PROBLEMS TO SOLVE
a. According to the text on supporting a spouse or partner with depression, why might a depressed person's own account of their feelings understate how they really are? Answer in one to three sentences.
b. In the text on supporting a spouse or partner with depression, where does it suggest you can start when seeking professional help?
c. Resume the text on supporting a spouse or partner with depression, starting right after its last sentence.

When you are the spouse or partner of a person experiencing depression, you may feel stuck between wanting to help and realizing depression is a force larger than your love at times. You may be on edge, hypervigilant, worried, and feel hopeless when you cannot fix it for them.
First things first. If your loved one is in a depressive state lasting longer than two weeks characterized by sleep disturbances, lack of interest in once-enjoyed activities, weight gain or loss, sad feelings, fatigue, irritability, suicidal thoughts, and/or social isolation, you should get professional help immediately. You can start with your family doctor, who may refer you to a mental health professional. Depression is not something to “wait and see” on, and it’s not something just anyone can identify or diagnose. Keep in mind, also, it is common for a depressed person to not want anyone (especially a loved one) to worry, so they will often put on a good front and minimize their true feelings.

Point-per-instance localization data

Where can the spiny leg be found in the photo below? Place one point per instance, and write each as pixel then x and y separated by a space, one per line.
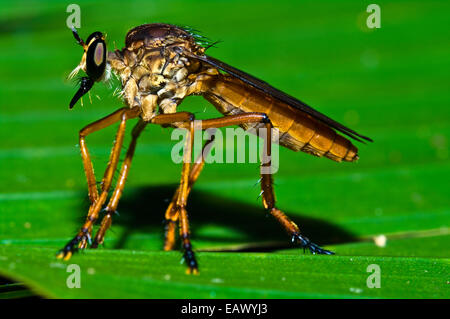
pixel 266 177
pixel 97 200
pixel 187 121
pixel 268 197
pixel 114 200
pixel 171 216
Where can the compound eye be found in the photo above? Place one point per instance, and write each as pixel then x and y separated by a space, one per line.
pixel 96 59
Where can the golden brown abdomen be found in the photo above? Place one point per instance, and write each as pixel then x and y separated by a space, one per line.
pixel 298 130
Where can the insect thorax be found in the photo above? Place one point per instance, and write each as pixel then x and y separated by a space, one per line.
pixel 154 73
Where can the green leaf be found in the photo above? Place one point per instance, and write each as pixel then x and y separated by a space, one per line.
pixel 390 84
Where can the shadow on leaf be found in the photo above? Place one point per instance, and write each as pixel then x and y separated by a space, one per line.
pixel 143 211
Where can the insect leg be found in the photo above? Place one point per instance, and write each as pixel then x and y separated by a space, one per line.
pixel 114 201
pixel 172 215
pixel 268 195
pixel 187 120
pixel 97 200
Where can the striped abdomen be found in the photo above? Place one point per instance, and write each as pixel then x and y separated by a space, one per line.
pixel 298 130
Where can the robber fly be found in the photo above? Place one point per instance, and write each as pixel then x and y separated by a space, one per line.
pixel 159 66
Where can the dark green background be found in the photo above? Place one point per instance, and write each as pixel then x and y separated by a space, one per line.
pixel 390 84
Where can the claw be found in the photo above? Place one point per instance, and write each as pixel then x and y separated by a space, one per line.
pixel 189 257
pixel 313 248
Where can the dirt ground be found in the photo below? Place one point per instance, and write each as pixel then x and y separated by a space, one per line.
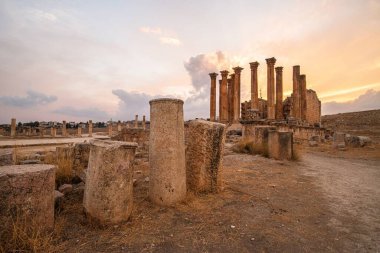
pixel 325 202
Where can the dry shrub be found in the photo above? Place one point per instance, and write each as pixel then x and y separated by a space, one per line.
pixel 22 234
pixel 247 146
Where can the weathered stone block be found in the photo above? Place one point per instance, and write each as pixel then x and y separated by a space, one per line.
pixel 204 155
pixel 280 145
pixel 167 183
pixel 108 195
pixel 27 190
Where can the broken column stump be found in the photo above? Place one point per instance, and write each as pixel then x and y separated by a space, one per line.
pixel 167 152
pixel 108 195
pixel 280 145
pixel 27 194
pixel 204 155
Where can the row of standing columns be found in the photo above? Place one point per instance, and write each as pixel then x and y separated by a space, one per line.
pixel 230 91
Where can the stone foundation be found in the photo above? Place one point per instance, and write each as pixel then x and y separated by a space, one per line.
pixel 204 155
pixel 27 190
pixel 108 195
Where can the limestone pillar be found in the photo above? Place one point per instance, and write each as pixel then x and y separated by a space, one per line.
pixel 143 123
pixel 270 87
pixel 13 127
pixel 213 97
pixel 64 131
pixel 279 93
pixel 167 151
pixel 254 86
pixel 108 195
pixel 296 92
pixel 27 191
pixel 204 156
pixel 223 116
pixel 237 71
pixel 280 145
pixel 229 98
pixel 110 129
pixel 90 128
pixel 303 98
pixel 79 134
pixel 136 121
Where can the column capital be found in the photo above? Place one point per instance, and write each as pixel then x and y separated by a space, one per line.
pixel 213 75
pixel 254 65
pixel 271 61
pixel 278 69
pixel 237 69
pixel 224 73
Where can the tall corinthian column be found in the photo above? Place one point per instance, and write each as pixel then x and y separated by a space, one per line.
pixel 296 92
pixel 223 98
pixel 237 71
pixel 279 112
pixel 213 96
pixel 303 96
pixel 254 88
pixel 270 87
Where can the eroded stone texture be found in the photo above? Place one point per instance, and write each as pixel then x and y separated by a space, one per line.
pixel 13 128
pixel 27 190
pixel 280 145
pixel 108 195
pixel 204 155
pixel 167 152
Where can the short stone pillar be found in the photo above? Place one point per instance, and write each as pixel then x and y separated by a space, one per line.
pixel 108 195
pixel 167 151
pixel 280 145
pixel 79 134
pixel 144 123
pixel 109 129
pixel 339 140
pixel 204 156
pixel 136 121
pixel 90 128
pixel 13 127
pixel 27 191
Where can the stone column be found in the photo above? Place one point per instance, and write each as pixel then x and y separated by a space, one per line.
pixel 136 121
pixel 79 130
pixel 213 97
pixel 296 92
pixel 167 152
pixel 204 156
pixel 231 102
pixel 90 128
pixel 270 87
pixel 254 86
pixel 108 194
pixel 13 127
pixel 143 123
pixel 229 98
pixel 27 191
pixel 110 129
pixel 64 131
pixel 237 71
pixel 279 92
pixel 303 97
pixel 223 98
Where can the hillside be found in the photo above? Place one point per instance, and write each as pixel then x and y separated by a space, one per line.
pixel 358 123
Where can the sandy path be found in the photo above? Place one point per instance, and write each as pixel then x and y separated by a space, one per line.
pixel 352 187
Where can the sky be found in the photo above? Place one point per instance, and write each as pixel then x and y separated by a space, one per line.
pixel 77 60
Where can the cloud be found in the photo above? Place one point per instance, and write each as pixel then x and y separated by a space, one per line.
pixel 161 35
pixel 368 101
pixel 151 30
pixel 90 113
pixel 32 98
pixel 170 41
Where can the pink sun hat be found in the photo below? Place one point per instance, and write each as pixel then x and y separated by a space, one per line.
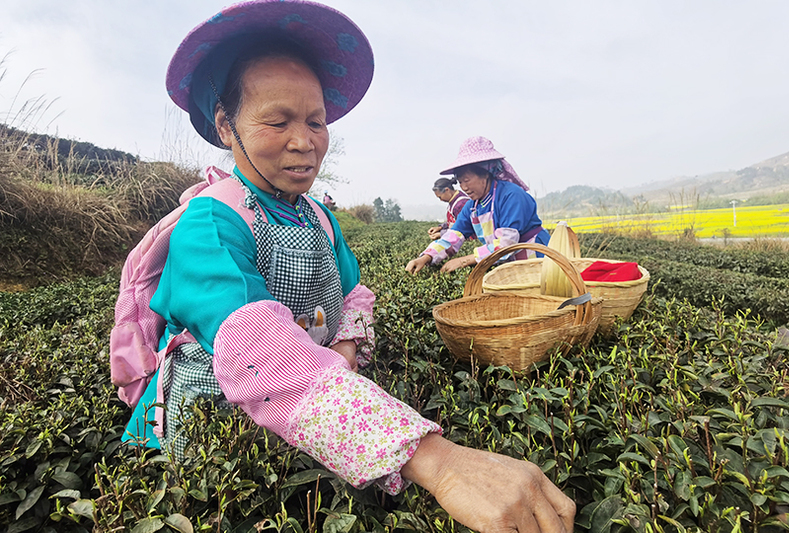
pixel 480 151
pixel 341 55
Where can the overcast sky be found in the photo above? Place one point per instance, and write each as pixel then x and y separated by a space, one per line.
pixel 604 93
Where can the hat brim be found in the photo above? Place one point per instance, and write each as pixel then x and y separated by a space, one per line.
pixel 489 155
pixel 344 56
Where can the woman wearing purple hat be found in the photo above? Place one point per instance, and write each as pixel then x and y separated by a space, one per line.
pixel 263 79
pixel 501 212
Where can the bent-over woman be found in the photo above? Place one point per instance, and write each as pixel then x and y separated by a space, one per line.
pixel 276 315
pixel 445 191
pixel 501 211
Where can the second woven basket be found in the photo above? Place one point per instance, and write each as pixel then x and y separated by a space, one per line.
pixel 512 329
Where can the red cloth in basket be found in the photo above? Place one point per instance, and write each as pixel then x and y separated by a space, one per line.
pixel 605 271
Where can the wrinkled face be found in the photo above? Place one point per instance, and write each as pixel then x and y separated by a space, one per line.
pixel 282 125
pixel 473 184
pixel 445 195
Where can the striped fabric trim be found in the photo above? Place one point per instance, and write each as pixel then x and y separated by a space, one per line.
pixel 500 238
pixel 265 362
pixel 308 395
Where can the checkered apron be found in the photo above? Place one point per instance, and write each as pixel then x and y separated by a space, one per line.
pixel 301 273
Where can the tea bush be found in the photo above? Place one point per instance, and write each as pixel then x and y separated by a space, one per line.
pixel 677 422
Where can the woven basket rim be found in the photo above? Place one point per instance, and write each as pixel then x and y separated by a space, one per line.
pixel 514 321
pixel 645 277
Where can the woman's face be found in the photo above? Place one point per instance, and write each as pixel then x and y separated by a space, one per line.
pixel 282 125
pixel 474 185
pixel 445 195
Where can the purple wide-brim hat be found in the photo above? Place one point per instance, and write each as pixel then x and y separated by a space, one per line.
pixel 473 150
pixel 343 55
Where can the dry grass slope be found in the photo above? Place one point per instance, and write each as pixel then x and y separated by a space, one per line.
pixel 65 215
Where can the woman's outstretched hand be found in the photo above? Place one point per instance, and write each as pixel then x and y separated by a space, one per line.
pixel 488 492
pixel 415 265
pixel 458 262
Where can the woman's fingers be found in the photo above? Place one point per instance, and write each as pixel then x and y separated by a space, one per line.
pixel 489 492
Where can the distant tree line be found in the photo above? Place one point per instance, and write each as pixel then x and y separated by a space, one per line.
pixel 388 211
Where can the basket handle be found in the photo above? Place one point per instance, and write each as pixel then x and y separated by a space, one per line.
pixel 576 246
pixel 474 281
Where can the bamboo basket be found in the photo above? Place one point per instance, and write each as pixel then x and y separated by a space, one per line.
pixel 620 298
pixel 517 330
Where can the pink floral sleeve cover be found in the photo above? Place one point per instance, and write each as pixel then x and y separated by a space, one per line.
pixel 447 246
pixel 307 394
pixel 356 323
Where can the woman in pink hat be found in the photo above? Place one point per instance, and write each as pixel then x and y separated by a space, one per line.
pixel 274 309
pixel 444 189
pixel 501 212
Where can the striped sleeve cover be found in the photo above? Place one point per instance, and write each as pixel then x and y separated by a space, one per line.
pixel 308 395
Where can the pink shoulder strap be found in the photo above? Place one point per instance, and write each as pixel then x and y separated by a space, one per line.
pixel 230 192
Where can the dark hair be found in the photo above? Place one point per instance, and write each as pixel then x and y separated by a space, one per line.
pixel 474 169
pixel 271 46
pixel 444 183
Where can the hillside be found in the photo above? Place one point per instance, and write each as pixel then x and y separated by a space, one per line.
pixel 760 180
pixel 763 183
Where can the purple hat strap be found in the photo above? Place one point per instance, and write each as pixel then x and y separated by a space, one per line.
pixel 502 170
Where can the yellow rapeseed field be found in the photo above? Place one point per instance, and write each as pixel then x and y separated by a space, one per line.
pixel 752 221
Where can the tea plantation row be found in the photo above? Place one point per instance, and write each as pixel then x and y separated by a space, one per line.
pixel 678 422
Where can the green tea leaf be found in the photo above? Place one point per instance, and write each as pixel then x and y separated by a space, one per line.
pixel 646 444
pixel 630 456
pixel 148 525
pixel 305 477
pixel 604 514
pixel 179 523
pixel 23 525
pixel 70 480
pixel 29 501
pixel 82 508
pixel 67 493
pixel 339 523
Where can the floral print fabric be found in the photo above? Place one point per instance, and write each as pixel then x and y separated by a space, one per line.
pixel 357 430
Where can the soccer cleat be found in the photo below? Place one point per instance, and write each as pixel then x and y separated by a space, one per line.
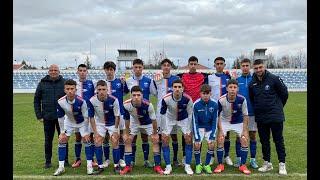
pixel 99 171
pixel 211 161
pixel 207 169
pixel 89 170
pixel 167 170
pixel 106 163
pixel 199 169
pixel 228 160
pixel 158 169
pixel 253 163
pixel 94 163
pixel 122 163
pixel 243 168
pixel 282 169
pixel 266 166
pixel 125 170
pixel 147 164
pixel 176 163
pixel 76 163
pixel 188 170
pixel 116 169
pixel 59 171
pixel 219 168
pixel 238 162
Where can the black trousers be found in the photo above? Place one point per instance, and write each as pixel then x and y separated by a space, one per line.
pixel 264 134
pixel 49 127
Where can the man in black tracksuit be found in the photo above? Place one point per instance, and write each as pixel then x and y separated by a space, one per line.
pixel 268 95
pixel 49 90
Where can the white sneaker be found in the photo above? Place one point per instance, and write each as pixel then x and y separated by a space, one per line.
pixel 188 169
pixel 122 163
pixel 266 166
pixel 228 160
pixel 282 169
pixel 183 161
pixel 211 161
pixel 167 170
pixel 89 170
pixel 106 163
pixel 59 171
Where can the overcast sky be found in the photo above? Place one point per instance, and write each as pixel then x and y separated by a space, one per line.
pixel 61 30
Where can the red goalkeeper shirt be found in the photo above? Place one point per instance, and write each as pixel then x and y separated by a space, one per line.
pixel 192 83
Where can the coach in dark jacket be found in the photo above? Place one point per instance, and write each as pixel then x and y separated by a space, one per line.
pixel 49 90
pixel 268 95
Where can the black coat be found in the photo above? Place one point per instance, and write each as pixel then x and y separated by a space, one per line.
pixel 47 94
pixel 268 97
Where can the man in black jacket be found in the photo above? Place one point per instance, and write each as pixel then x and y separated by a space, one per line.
pixel 268 95
pixel 49 90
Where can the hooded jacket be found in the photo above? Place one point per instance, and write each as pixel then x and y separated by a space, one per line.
pixel 46 97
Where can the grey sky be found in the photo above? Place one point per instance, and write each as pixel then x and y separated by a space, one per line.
pixel 60 31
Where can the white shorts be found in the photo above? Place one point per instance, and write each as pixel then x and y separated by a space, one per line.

ANSWERS TO THE EXERCISE
a. A depressed person commonly does not want anyone, especially a loved one, to worry. So they often put on a good front and minimize their true feelings.

b. With your family doctor, who may refer you to a mental health professional.

c.
When your spouse or partner is hurting, it is natural to want to solve it for them—to search for actions you can do to remove depression and replace it with happiness. While this is a valiant and tender-hearted gesture, it is also ill-fated. Depression doesn’t simply go away because you’ve loved more. Clinical depression can be a chemical imbalance, a residual effect of past trauma, a situational outcome, or a genetic predisposition, making treatment difficult in the best of circumstances.
So what does it feel like to watch your spouse or partner go through depression? Well, it’s depressing. It creates a situation that may feel out of control, hopeless, and heavy. You may become a watcher—watching what the depressed person says, what they look like, how they acted, and what didn’t happen. You may become a detective trying to identify something that will create change and bring lightness. “If only …” may become your new motto, “Why don’t you try …” your new daily suggestion.
As a partner and (at least to some extent) caretaker, you will need to keep yourself healthy. That may mean seeking your own individual therapy, seeing friends, doing activities you enjoy, exercising, eating healthy, and setting clear emotional boundaries about what you can change and what you must accept.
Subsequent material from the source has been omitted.